■ Source
Figure 7 shows the drift path for a 40-keV ion at L = 2.6, 3.0, and 3.4 using the six variations of the electric field models. The energies and L value of these are marked as with diamonds symbols on the right side of Figure 6. Panels a and b show the drift paths for the realistic and enhanced UNH-IMEF model. While both provide access at all three L values, the enhanced model provides much faster drifts. At L = 2.6, the 40-keV ion must take a long drift path, drifting eastward around to the dayside before gradient drifting westward back to the spacecraft location for the realistic model. Enhancing the inputs provides more direct access, with a drift time around 3 hr rather than the ~11-hr drift using realistic inputs. The Weimer model is only able to provide access at L = 3.4 and only with enhanced inputs. For the Volland-Stern potential (panel e), the 40-keV ion only has access for L = 3.4. Rotating the potential (panel f) allows ions to reach down to L = 2.6 with a long drift path that reaches eastward to the dayside, similar to the UNH-IMEF model with realistic inputs. While the rotated Volland-Stern and both UNH-IMEF electric fields were able to provide access to the 40 keV at low L shells (L = 2.7), only the enhanced UNH-IMEF potential was able to provide fast access.

At low L shells, charge exchange losses are increased due to both the higher neutral hydrogen density closer earthward and the longer drift times particles take to reach the lower L shells (L < 3). Therefore, while the models show access at low L shells, if the drifts are too long, there will be significant flux lost due to this loss. Several times in our analysis, we observed that different models provide ion access with different drifts. These drifts have different losses associated with them. To better understand the “fitness” of the ion drift paths of our models, we simulate the effect of charge exchange along our modeled drift paths and compare this loss with the features observed in the data. For our charge exchange loss, we use a neutral H model (Hodges, 1994) along with species cross section interpolated from the values derived in Smith and Bewtra (1978) to calculate the net effect of charge exchange along our modeled drift paths.

■ Dataset rows
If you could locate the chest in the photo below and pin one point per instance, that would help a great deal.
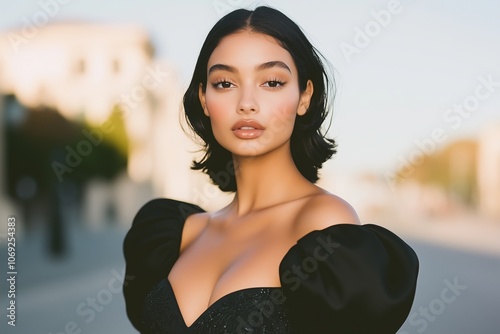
(220, 262)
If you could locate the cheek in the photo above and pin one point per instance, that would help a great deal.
(283, 117)
(217, 109)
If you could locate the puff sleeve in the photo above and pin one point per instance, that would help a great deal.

■ Task to carry out
Please pick up the passage on ion drift paths and charge exchange losses right after its last sentence and carry it forward.

■ Expected output
Figures 8 and 9 show the H⁺ distribution function versus energy spectra (panel a) along with simulated H⁺ distribution versus energy spectra with and without the modeled charge exchange loss applied. To produce spectra for our models, we take a sample distribution function from the Van Allen Probes data further out in the simulated pass and move it in adiabatically, keeping the distribution function constant along lines of constant μ. We use the spectrum at L = 5 for the 2015 storm, but because of a large change in the distribution function from L = 5 to L = 3 for the 2013 storm, assumed to be a time-dependent change in the source, we use the spectra at L = 3.5 as input for the 2013 storm. We then apply the modeled charge exchange loss to this spectrum. Because charge exchange is modeled from the source region (L = 6), we use the model estimation to account for the loss already experienced in drifting from L = 6 to L = 3.5 for the 2013 storm. Because there is relatively little loss drifting to L = 5, no correction is needed for the 2015 storm.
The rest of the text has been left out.